Among the entries below, one line contains "the snake mouth" and another contains "of the brown". Transcribe those two lines and every line between them, exactly.

#####

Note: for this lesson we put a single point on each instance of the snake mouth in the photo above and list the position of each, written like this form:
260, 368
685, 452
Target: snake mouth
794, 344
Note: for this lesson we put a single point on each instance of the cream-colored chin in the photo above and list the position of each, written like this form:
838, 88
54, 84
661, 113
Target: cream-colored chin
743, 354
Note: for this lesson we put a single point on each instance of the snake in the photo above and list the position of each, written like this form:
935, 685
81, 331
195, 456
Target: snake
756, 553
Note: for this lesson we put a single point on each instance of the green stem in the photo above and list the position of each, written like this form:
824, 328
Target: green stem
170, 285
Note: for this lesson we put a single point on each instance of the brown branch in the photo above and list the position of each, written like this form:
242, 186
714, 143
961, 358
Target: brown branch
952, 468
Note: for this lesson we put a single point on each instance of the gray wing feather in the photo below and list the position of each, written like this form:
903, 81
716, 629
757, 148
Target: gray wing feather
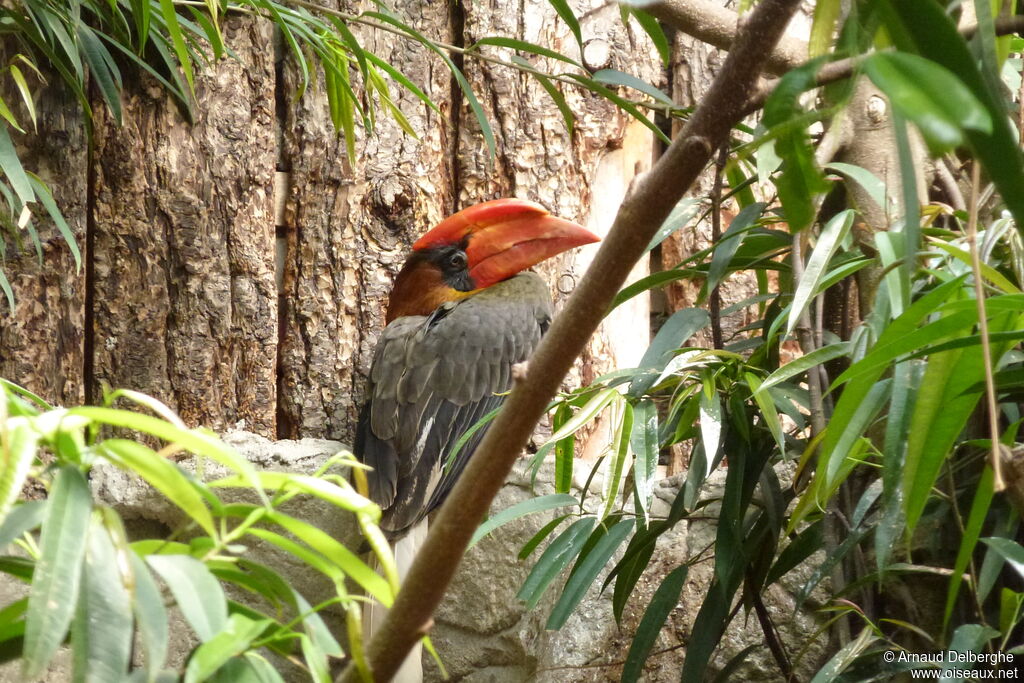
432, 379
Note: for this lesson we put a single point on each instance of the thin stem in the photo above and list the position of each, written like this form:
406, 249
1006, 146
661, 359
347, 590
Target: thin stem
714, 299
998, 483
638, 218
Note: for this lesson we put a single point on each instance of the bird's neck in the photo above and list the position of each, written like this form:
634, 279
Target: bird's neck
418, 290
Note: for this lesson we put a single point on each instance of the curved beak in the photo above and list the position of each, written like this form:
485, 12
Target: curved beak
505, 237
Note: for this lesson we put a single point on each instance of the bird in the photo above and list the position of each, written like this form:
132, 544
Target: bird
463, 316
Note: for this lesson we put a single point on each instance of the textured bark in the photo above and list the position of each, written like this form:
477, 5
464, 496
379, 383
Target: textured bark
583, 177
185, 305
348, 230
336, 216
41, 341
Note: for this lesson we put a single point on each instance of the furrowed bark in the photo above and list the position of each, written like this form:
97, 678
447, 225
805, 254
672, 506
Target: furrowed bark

#####

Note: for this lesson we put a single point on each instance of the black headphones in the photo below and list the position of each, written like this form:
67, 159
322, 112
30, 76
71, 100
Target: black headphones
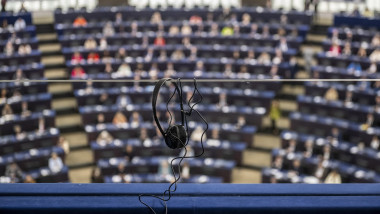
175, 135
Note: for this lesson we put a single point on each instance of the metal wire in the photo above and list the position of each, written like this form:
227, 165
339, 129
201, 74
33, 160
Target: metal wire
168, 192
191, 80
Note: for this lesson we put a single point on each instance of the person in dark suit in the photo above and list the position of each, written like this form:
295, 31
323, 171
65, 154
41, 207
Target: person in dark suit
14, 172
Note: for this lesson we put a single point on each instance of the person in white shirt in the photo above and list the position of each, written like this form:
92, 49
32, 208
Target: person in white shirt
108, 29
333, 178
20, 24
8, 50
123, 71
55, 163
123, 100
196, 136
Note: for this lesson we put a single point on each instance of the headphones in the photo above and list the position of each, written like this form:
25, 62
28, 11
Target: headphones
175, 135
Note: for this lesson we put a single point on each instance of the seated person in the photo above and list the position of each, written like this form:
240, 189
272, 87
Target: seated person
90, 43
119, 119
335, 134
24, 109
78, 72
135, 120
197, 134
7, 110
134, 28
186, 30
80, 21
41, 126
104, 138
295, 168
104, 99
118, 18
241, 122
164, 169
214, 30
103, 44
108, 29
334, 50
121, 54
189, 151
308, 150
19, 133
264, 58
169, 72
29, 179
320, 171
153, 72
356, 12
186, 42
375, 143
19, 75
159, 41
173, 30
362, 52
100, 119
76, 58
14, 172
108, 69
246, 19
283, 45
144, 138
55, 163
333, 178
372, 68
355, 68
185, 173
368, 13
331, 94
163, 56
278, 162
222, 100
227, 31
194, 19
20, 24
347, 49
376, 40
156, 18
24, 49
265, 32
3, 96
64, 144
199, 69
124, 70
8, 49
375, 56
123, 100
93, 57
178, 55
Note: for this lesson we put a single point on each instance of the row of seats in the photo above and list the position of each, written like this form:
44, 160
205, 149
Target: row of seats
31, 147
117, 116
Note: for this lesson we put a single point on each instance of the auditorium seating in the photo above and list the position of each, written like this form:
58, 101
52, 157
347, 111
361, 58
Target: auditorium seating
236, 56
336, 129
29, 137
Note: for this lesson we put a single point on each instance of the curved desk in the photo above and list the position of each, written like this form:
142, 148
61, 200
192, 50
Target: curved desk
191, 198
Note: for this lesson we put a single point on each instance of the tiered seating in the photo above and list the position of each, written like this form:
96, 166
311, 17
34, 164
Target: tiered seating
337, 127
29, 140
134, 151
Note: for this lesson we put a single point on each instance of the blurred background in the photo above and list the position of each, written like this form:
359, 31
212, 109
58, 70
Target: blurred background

#####

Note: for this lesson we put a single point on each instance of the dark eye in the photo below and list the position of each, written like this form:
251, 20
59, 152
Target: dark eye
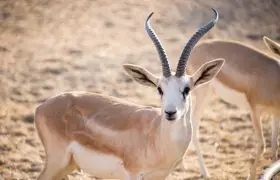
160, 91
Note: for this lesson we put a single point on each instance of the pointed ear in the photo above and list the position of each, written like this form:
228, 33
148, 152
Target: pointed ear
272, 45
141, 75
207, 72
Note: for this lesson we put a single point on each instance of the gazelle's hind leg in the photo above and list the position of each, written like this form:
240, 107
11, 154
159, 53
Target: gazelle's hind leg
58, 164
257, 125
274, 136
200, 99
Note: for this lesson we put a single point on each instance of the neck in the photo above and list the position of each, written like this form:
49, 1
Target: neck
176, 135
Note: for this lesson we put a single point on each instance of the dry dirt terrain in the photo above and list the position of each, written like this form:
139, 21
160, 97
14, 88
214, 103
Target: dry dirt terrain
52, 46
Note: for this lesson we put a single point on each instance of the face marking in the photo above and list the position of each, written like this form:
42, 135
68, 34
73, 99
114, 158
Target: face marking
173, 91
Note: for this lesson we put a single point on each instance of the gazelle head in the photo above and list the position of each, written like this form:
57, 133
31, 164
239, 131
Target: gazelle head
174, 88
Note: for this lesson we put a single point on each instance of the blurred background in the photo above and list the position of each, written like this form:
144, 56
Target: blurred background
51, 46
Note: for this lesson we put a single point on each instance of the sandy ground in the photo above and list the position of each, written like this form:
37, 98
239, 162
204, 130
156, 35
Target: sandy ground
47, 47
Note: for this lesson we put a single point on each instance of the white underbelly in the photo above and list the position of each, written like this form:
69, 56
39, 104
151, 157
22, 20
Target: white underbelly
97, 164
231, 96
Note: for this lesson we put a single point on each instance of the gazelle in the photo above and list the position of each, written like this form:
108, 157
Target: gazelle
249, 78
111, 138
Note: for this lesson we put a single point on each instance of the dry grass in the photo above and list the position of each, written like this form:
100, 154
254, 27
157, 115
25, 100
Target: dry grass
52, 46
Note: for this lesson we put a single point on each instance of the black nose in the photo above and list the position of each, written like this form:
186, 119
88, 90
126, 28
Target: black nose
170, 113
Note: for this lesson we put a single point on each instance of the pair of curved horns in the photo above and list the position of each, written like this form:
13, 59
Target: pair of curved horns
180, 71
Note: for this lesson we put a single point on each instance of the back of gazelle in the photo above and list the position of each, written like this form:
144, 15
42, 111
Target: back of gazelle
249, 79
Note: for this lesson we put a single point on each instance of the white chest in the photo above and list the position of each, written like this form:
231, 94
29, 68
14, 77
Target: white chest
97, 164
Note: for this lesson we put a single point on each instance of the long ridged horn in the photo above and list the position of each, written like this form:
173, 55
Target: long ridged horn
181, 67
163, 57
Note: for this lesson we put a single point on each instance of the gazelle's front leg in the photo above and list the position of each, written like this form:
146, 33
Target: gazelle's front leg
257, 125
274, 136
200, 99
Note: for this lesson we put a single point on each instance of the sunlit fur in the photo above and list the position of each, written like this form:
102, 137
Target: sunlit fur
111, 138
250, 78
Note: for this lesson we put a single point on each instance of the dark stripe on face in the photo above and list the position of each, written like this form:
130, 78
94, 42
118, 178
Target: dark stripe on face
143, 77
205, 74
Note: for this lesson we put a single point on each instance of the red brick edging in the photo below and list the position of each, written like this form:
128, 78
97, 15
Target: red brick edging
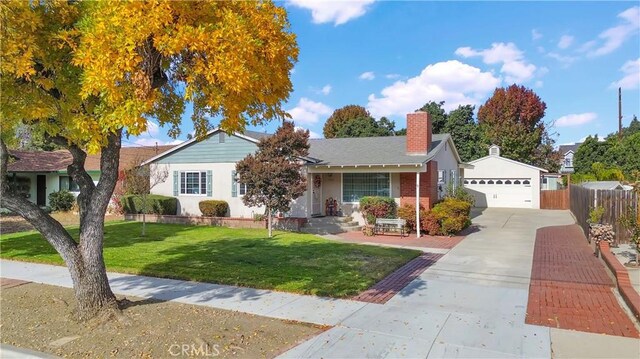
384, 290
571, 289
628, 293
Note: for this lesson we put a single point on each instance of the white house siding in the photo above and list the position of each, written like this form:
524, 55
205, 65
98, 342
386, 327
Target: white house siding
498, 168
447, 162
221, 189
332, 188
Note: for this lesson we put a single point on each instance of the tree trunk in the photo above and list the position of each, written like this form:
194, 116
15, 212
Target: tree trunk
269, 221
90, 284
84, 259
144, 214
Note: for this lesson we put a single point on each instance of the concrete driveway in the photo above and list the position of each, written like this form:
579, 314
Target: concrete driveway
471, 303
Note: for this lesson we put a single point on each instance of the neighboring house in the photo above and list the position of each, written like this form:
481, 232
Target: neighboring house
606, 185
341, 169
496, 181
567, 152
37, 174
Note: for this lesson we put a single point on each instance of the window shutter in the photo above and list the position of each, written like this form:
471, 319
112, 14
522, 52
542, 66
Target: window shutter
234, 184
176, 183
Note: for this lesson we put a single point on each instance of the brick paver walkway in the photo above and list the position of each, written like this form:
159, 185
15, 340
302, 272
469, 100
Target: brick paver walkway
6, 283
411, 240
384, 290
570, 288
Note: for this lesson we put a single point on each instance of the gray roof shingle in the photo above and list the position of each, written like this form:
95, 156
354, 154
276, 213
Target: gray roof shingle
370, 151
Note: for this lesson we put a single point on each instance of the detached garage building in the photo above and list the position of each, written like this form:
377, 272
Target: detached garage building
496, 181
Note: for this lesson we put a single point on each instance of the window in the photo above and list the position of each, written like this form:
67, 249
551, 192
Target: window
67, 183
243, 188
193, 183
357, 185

#####

YOUR RESPONSE:
Note: for this lesson we put a single point on each instance of the snake mouth in the photo above and list the position of each, written like this form:
260, 368
685, 452
Target: snake mouth
794, 344
Note: for this lesson we put a single point on each instance of the cream-colored chin in the photo above and list the position of each, written like this form:
838, 88
54, 84
661, 113
Target: cream-colored chin
743, 354
Note: for this lesson we put a single point on each instance of the snake in the photo above and list the position of each, written like this form:
935, 685
81, 331
195, 456
Target: snake
756, 553
Note: for this lesson we put a single point on each instance of the green stem in the photo above and list the position of each, written like this form:
824, 328
Target: green stem
170, 285
Note: for this lesson we put a single point on each instance of the brown branch in the photo above and list the position of each, written like this form:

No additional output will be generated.